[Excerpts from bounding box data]
## begin

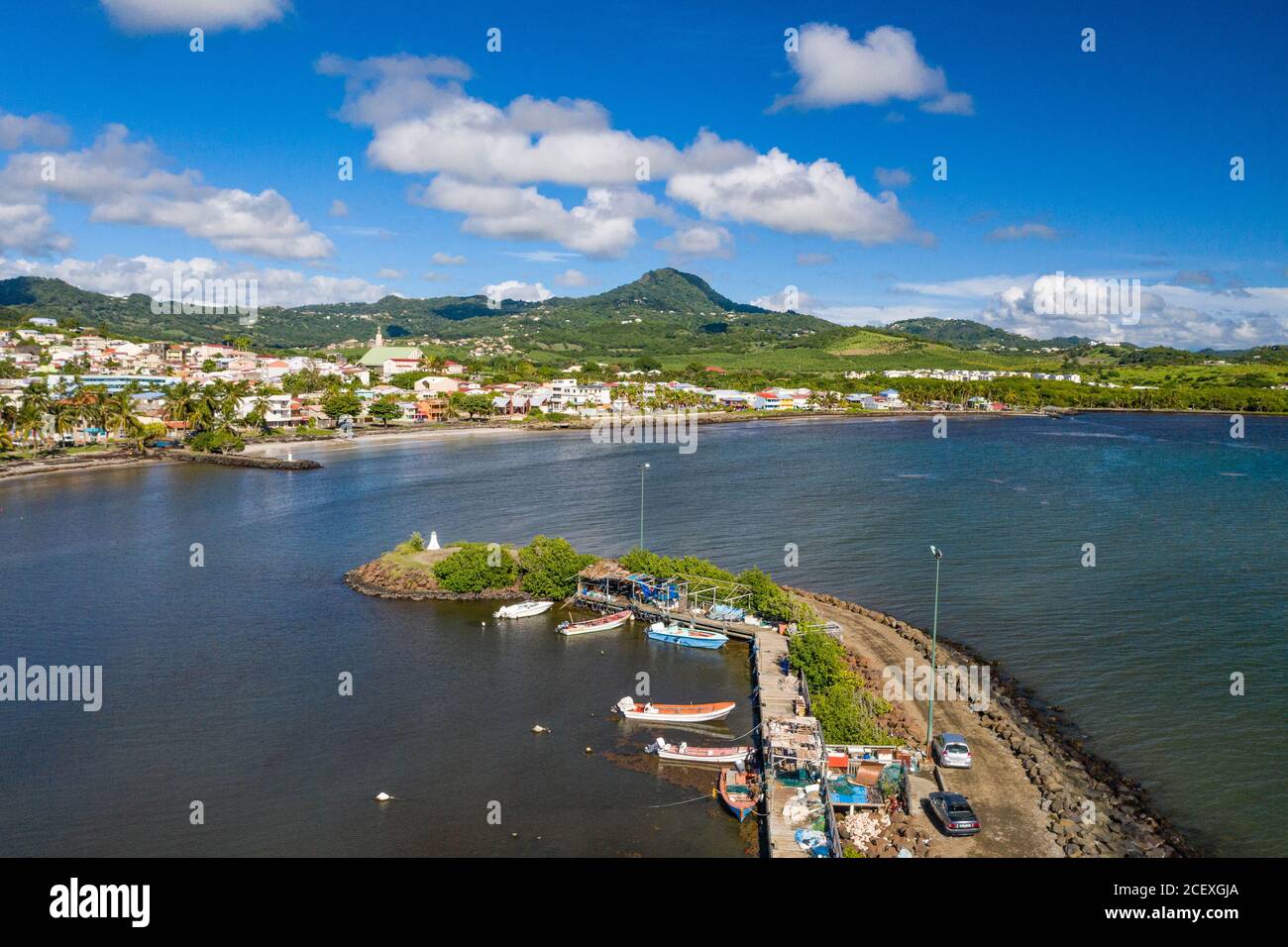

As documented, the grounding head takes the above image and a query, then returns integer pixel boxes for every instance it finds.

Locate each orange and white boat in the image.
[617,697,738,723]
[557,608,632,635]
[644,737,751,764]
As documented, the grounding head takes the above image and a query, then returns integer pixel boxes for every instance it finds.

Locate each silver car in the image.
[931,733,970,770]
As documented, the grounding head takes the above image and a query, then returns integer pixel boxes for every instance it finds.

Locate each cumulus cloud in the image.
[769,23,974,115]
[0,199,72,254]
[988,223,1060,241]
[324,55,926,257]
[102,0,291,33]
[0,111,69,151]
[0,125,334,259]
[481,279,554,303]
[896,273,1288,349]
[0,256,387,307]
[415,174,658,258]
[873,167,912,191]
[654,223,733,261]
[666,149,913,246]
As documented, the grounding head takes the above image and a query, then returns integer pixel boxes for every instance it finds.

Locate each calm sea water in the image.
[0,415,1288,856]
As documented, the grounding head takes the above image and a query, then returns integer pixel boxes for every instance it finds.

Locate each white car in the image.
[931,733,970,770]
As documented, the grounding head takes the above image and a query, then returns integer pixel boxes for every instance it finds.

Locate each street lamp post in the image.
[926,546,944,753]
[636,464,648,549]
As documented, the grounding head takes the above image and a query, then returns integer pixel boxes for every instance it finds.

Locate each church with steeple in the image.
[358,326,425,371]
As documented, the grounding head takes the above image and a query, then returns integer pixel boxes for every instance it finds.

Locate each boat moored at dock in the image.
[558,609,634,635]
[648,621,729,648]
[617,697,738,723]
[720,767,760,822]
[644,737,752,766]
[492,600,554,618]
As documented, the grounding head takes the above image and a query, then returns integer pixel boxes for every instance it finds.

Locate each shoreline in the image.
[343,559,1205,858]
[0,407,1288,483]
[785,586,1208,858]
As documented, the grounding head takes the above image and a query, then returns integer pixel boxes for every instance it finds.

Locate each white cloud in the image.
[872,167,912,189]
[481,279,554,303]
[988,223,1060,241]
[653,223,733,261]
[0,125,334,259]
[0,112,69,151]
[0,256,387,307]
[666,149,913,246]
[102,0,291,33]
[770,23,973,115]
[0,199,72,254]
[896,274,1288,349]
[324,55,926,257]
[416,174,657,258]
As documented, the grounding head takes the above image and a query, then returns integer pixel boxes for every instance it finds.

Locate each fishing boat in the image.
[648,621,729,648]
[559,609,631,635]
[617,697,738,723]
[644,737,751,764]
[492,601,554,618]
[720,767,760,822]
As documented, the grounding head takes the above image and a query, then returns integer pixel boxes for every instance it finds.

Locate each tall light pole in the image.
[635,464,648,549]
[926,546,944,753]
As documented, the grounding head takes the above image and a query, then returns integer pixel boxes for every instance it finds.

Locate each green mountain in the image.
[0,269,838,359]
[886,317,1091,352]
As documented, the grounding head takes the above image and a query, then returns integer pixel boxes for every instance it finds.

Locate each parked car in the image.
[931,733,970,770]
[930,792,979,835]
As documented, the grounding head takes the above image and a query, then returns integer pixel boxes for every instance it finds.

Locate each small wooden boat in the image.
[648,621,729,648]
[617,697,738,723]
[720,767,760,822]
[492,601,554,618]
[559,609,632,635]
[644,737,751,764]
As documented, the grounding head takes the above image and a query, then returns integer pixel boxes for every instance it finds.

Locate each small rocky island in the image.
[344,532,595,601]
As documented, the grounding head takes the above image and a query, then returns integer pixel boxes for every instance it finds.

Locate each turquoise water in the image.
[0,415,1288,856]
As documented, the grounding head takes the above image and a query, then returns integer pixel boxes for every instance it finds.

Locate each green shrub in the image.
[187,430,246,454]
[519,536,595,599]
[394,532,425,554]
[434,543,519,592]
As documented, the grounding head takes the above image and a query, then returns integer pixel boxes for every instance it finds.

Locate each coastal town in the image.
[0,317,1040,447]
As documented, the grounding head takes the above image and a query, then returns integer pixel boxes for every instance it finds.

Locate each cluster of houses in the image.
[0,327,371,390]
[885,368,1082,385]
[0,320,1015,438]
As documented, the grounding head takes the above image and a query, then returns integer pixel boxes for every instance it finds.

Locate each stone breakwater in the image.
[791,588,1199,858]
[344,559,531,601]
[173,451,322,471]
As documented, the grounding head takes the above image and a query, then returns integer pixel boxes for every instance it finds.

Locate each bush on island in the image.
[187,430,246,454]
[434,543,519,592]
[787,630,902,746]
[519,536,595,599]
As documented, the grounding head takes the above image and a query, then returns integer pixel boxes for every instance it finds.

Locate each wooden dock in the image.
[574,590,823,858]
[752,630,808,858]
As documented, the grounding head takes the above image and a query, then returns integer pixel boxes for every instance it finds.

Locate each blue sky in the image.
[0,0,1288,348]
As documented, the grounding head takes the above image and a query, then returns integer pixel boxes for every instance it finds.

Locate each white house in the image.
[415,374,461,394]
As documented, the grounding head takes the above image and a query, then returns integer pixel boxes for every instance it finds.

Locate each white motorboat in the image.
[492,601,554,618]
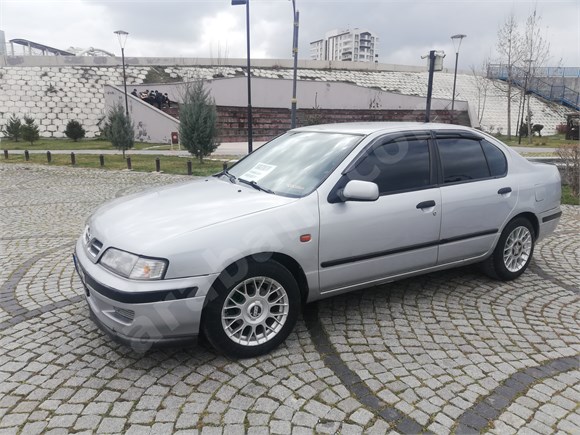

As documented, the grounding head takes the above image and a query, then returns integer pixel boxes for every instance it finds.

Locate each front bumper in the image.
[73,239,216,351]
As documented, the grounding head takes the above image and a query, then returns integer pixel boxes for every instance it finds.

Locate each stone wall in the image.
[0,56,569,141]
[218,106,470,142]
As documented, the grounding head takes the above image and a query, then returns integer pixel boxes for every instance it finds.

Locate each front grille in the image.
[115,307,135,322]
[87,239,103,258]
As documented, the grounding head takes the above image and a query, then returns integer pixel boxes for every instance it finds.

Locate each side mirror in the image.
[341,180,379,201]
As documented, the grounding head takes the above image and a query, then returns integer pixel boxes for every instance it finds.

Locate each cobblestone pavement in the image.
[0,164,580,434]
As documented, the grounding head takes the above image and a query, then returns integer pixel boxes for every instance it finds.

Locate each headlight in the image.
[101,248,167,279]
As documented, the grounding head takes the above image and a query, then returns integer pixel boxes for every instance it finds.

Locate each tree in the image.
[179,79,219,163]
[64,119,85,142]
[2,115,22,142]
[20,116,40,145]
[556,144,580,197]
[471,58,490,125]
[103,104,135,158]
[497,11,523,139]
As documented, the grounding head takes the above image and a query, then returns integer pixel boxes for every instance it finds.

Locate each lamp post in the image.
[113,30,129,118]
[291,0,300,128]
[451,34,467,116]
[232,0,253,154]
[421,50,445,122]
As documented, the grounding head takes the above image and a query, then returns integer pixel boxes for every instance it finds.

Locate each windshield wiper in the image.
[238,178,274,193]
[214,169,237,184]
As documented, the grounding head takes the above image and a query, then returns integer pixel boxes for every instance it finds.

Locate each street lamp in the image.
[421,50,445,122]
[451,34,467,116]
[113,30,129,118]
[232,0,252,154]
[291,0,300,128]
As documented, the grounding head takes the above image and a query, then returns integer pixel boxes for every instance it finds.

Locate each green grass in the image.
[562,186,580,205]
[0,154,223,176]
[494,134,578,148]
[0,138,168,151]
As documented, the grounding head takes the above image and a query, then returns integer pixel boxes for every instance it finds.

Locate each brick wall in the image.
[217,106,470,142]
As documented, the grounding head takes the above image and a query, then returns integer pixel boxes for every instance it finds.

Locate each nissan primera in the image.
[75,123,561,357]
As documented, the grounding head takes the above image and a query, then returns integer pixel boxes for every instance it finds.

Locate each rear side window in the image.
[349,138,431,195]
[481,140,507,177]
[437,138,490,183]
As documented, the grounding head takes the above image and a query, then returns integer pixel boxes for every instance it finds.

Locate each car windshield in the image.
[228,131,362,197]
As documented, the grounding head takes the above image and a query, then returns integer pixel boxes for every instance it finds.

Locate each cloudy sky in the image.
[0,0,580,69]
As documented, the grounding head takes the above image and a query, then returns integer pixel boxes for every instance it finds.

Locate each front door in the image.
[319,133,441,292]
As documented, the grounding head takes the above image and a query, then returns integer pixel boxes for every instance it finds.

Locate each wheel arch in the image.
[204,252,309,307]
[504,211,540,241]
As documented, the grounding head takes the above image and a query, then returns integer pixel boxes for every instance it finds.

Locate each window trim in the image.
[479,138,508,178]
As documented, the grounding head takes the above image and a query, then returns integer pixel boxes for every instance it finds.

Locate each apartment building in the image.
[310,28,379,62]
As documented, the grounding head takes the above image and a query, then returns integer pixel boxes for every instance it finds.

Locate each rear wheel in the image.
[482,218,535,281]
[202,261,300,358]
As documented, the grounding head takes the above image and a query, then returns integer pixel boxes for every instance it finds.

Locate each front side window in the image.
[349,138,430,195]
[229,131,363,197]
[437,137,490,184]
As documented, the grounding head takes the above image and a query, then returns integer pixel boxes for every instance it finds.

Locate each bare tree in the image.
[471,58,490,126]
[523,8,550,144]
[497,11,524,139]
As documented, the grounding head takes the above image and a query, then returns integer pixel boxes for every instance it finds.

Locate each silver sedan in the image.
[74,123,561,357]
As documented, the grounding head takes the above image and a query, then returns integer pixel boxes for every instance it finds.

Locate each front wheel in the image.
[202,261,300,358]
[483,218,535,281]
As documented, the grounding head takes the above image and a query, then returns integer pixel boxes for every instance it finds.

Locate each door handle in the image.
[417,200,435,209]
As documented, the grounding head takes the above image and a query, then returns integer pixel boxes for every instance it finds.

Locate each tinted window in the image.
[481,140,507,177]
[437,138,489,183]
[349,139,430,194]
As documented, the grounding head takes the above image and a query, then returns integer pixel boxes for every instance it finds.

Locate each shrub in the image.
[64,119,85,142]
[20,116,40,145]
[103,104,135,158]
[179,80,219,163]
[2,115,22,142]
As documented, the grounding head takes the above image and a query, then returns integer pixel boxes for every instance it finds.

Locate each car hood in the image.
[89,177,296,255]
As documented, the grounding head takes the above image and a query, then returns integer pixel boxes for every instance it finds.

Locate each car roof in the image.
[292,122,473,136]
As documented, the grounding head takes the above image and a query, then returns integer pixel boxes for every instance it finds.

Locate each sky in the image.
[0,0,580,70]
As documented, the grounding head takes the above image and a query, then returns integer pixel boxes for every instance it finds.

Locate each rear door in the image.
[435,131,518,264]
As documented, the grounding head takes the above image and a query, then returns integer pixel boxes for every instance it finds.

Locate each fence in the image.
[487,65,580,110]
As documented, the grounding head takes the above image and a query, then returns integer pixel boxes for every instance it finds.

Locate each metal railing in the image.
[487,65,580,110]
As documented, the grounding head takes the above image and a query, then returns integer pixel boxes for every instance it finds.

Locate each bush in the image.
[103,104,135,158]
[20,116,40,145]
[64,119,85,142]
[179,80,219,163]
[2,115,22,142]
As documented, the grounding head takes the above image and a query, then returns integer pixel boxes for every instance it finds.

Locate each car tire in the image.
[202,260,301,358]
[482,217,535,281]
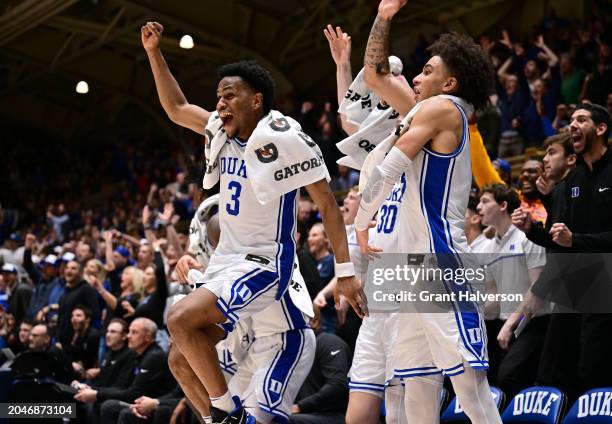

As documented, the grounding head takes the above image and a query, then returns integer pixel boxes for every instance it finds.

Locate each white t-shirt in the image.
[481,225,546,320]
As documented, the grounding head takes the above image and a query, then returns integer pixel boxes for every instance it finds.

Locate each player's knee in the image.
[168,302,192,341]
[168,346,190,375]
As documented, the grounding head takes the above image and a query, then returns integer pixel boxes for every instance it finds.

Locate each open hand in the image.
[378,0,408,19]
[323,24,351,65]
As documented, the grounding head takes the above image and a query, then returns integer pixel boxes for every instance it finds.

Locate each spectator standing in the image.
[23,234,60,318]
[519,159,546,225]
[289,314,351,424]
[64,305,100,377]
[74,318,176,423]
[478,184,549,396]
[308,222,337,333]
[56,261,100,346]
[514,103,612,399]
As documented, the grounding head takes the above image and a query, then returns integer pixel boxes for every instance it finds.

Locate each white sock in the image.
[210,390,236,412]
[404,375,444,424]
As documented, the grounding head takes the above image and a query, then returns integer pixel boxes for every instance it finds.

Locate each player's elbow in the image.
[164,105,182,125]
[363,65,382,90]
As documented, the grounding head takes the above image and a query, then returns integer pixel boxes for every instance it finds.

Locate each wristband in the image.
[334,262,355,278]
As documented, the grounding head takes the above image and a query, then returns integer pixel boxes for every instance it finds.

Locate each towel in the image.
[336,56,403,170]
[203,110,330,204]
[359,94,474,192]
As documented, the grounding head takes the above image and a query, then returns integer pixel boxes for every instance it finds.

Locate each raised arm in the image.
[363,0,416,115]
[140,22,210,134]
[535,35,559,68]
[305,180,367,318]
[323,25,358,135]
[355,99,458,235]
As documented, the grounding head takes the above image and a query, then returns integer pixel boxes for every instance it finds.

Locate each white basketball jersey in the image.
[399,99,472,253]
[215,138,297,260]
[370,174,410,253]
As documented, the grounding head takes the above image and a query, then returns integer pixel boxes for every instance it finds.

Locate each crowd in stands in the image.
[0,4,612,423]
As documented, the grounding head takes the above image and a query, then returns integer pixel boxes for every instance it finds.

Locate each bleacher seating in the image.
[502,386,567,424]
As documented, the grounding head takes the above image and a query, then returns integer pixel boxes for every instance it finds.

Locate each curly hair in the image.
[217,60,274,114]
[427,32,495,110]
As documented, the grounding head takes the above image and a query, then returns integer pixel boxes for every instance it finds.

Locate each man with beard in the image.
[513,103,612,399]
[519,159,546,224]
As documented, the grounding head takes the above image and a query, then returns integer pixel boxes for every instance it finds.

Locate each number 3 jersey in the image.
[211,138,298,262]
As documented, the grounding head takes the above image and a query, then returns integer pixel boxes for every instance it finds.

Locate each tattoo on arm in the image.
[364,16,391,74]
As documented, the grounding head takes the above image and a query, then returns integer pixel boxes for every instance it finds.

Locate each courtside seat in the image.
[440,387,506,423]
[502,386,567,424]
[563,387,612,424]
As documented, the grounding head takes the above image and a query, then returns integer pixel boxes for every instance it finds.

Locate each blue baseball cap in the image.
[61,252,76,262]
[493,159,512,174]
[115,246,130,259]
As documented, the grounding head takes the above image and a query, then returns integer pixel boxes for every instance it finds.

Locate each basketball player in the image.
[324,25,414,424]
[170,195,315,423]
[142,23,367,423]
[346,0,501,424]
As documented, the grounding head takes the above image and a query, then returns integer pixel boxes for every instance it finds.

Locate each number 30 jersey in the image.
[211,138,298,262]
[370,174,410,253]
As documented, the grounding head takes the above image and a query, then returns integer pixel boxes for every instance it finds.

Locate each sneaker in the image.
[210,396,256,424]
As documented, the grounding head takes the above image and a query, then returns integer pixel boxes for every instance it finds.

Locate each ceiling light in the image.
[179,35,193,49]
[76,81,89,94]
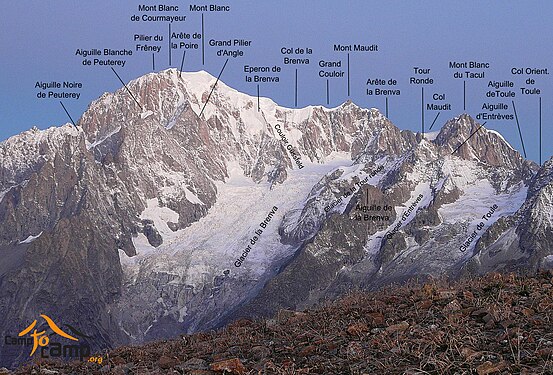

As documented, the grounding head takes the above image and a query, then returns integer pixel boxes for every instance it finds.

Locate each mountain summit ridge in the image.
[0,69,553,368]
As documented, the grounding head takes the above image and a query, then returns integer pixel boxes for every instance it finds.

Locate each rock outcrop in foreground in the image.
[7,272,553,375]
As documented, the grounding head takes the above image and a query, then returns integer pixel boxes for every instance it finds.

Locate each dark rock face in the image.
[0,70,553,365]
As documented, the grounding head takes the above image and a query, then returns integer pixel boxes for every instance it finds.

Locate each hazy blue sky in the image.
[0,0,553,161]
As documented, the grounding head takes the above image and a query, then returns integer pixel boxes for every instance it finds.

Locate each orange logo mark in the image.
[18,314,79,356]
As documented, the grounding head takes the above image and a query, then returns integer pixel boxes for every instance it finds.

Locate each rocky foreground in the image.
[4,272,553,375]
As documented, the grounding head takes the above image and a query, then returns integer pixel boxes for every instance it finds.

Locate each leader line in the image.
[511,100,526,159]
[451,122,486,155]
[60,100,77,127]
[179,50,186,78]
[199,59,228,117]
[111,67,144,110]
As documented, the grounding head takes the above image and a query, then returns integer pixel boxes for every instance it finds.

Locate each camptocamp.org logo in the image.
[4,314,90,360]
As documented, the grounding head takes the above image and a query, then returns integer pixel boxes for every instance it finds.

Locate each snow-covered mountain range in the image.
[0,69,553,368]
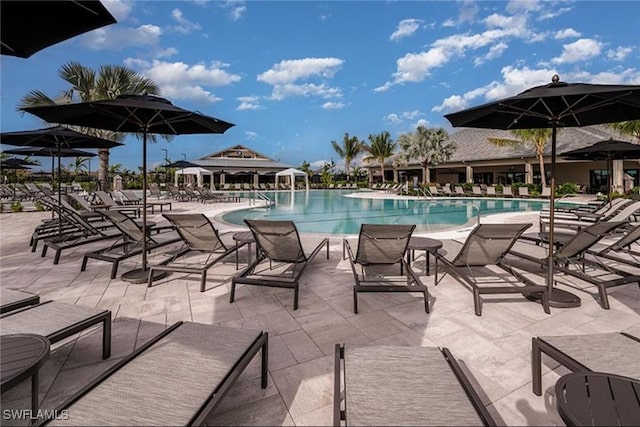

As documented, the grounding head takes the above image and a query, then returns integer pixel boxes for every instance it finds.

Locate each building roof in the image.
[193,144,291,171]
[447,126,632,163]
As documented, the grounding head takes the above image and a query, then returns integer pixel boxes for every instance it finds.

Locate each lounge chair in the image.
[0,288,40,314]
[80,211,181,279]
[531,332,640,396]
[471,185,484,197]
[333,344,497,426]
[436,224,549,316]
[229,219,329,310]
[0,301,111,359]
[518,186,530,199]
[342,224,429,314]
[40,322,269,426]
[502,185,513,197]
[509,221,640,310]
[120,190,171,214]
[540,200,640,237]
[147,214,236,292]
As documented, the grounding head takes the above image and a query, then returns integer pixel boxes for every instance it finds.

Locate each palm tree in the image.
[489,128,559,188]
[398,125,457,184]
[331,132,363,180]
[608,120,640,141]
[364,130,397,182]
[69,157,91,175]
[18,61,160,190]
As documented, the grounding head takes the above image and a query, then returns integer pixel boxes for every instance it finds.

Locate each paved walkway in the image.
[0,196,640,425]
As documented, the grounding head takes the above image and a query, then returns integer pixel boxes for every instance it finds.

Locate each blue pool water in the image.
[222,190,576,234]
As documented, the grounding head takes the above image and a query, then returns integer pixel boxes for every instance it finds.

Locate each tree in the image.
[608,120,640,141]
[489,128,559,188]
[299,160,313,178]
[364,130,397,182]
[69,157,91,175]
[18,61,160,190]
[398,125,457,184]
[331,132,364,180]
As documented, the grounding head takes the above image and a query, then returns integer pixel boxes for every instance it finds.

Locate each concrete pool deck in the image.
[0,195,640,425]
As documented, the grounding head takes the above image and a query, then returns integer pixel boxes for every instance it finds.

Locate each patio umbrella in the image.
[23,94,238,283]
[0,0,116,58]
[3,147,97,192]
[0,157,35,199]
[0,125,123,227]
[562,138,640,203]
[445,75,640,307]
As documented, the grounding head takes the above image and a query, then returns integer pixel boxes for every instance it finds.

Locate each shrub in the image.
[11,202,24,212]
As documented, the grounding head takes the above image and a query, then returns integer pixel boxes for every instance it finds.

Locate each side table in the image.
[556,372,640,426]
[232,231,258,270]
[407,237,442,283]
[0,334,50,415]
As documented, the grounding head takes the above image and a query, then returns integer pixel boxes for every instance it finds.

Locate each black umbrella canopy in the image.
[23,94,233,283]
[0,0,116,58]
[163,160,200,169]
[562,139,640,160]
[23,95,238,135]
[0,125,123,148]
[3,147,97,157]
[445,74,640,307]
[445,75,640,130]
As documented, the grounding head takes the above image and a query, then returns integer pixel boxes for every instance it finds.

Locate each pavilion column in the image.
[524,162,533,184]
[611,160,624,193]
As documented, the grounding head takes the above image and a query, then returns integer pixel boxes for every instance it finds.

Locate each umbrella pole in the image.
[547,126,582,308]
[120,128,168,283]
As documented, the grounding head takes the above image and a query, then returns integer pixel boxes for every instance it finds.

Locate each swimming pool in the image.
[222,190,572,234]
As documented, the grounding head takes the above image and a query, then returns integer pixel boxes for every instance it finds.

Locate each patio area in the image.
[0,202,640,426]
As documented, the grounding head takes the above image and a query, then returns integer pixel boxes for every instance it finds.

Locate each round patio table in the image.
[0,334,50,416]
[407,237,442,283]
[556,372,640,426]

## end

> Exercise task
Please report each line of the records above that contains the word "bush", copying every such line in full. Case counts.

> Written reply
Locate each bush on island in the image.
Locate each bush in the image.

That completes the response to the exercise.